#### [Goal of the exercise]
In the entries below, find the line with "can u point out the wrinkled" and print exactly every line from there up to and including the line with "x: 69, y: 69", with no other lines.

Point localization data:
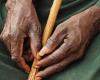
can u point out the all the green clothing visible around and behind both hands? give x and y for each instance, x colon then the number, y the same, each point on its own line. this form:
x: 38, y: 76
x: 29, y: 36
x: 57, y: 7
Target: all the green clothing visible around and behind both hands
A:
x: 88, y: 68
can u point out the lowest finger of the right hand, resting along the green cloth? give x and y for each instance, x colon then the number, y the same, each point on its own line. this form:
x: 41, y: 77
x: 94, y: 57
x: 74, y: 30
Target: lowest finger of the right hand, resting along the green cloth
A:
x: 56, y: 67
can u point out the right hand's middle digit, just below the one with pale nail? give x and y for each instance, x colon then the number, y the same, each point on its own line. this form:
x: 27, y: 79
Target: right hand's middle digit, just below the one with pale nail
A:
x: 56, y: 56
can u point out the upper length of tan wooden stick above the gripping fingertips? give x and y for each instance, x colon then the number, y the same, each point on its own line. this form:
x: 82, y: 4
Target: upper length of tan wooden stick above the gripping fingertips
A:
x: 51, y: 20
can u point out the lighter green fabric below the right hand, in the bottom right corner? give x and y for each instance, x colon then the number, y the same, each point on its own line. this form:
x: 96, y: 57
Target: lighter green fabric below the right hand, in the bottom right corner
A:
x: 87, y: 68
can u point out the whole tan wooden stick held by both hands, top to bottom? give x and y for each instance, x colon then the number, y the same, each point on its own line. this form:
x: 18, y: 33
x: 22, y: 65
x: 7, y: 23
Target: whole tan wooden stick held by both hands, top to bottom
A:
x: 47, y: 32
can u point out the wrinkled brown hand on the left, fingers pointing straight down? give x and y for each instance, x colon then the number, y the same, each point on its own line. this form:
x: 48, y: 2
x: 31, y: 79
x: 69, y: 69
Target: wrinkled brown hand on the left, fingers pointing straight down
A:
x: 21, y: 22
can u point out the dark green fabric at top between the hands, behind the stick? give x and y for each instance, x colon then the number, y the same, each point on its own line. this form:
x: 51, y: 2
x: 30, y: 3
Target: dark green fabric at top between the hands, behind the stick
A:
x: 68, y: 8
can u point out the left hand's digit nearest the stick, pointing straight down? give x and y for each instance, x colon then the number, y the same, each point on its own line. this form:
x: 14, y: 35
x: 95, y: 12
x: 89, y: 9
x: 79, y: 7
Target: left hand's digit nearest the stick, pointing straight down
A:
x: 35, y: 39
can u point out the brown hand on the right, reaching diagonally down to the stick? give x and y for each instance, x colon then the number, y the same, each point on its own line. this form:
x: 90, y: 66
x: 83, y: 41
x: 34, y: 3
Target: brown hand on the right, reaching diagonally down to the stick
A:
x: 69, y: 41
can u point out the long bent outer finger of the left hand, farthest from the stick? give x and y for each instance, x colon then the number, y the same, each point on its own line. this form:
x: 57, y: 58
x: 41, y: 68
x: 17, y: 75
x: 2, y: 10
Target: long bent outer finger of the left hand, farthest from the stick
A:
x: 16, y: 54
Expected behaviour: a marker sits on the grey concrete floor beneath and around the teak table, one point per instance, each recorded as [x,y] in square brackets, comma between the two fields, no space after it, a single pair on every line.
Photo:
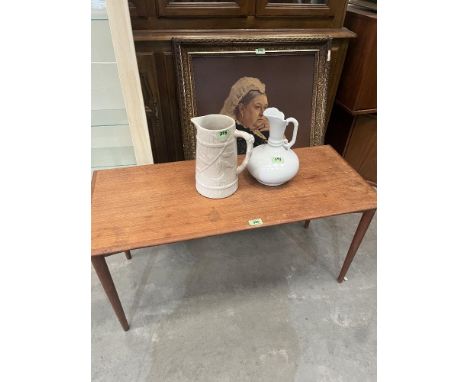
[259,305]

#### [Solution below]
can u point out the wrinkled brown hand on the left, fingers pointing straight down? give x and y for each instance, x colon then the number, y the same, each point on its own line. this form:
x: 48, y: 2
x: 31, y: 79
x: 69, y: 69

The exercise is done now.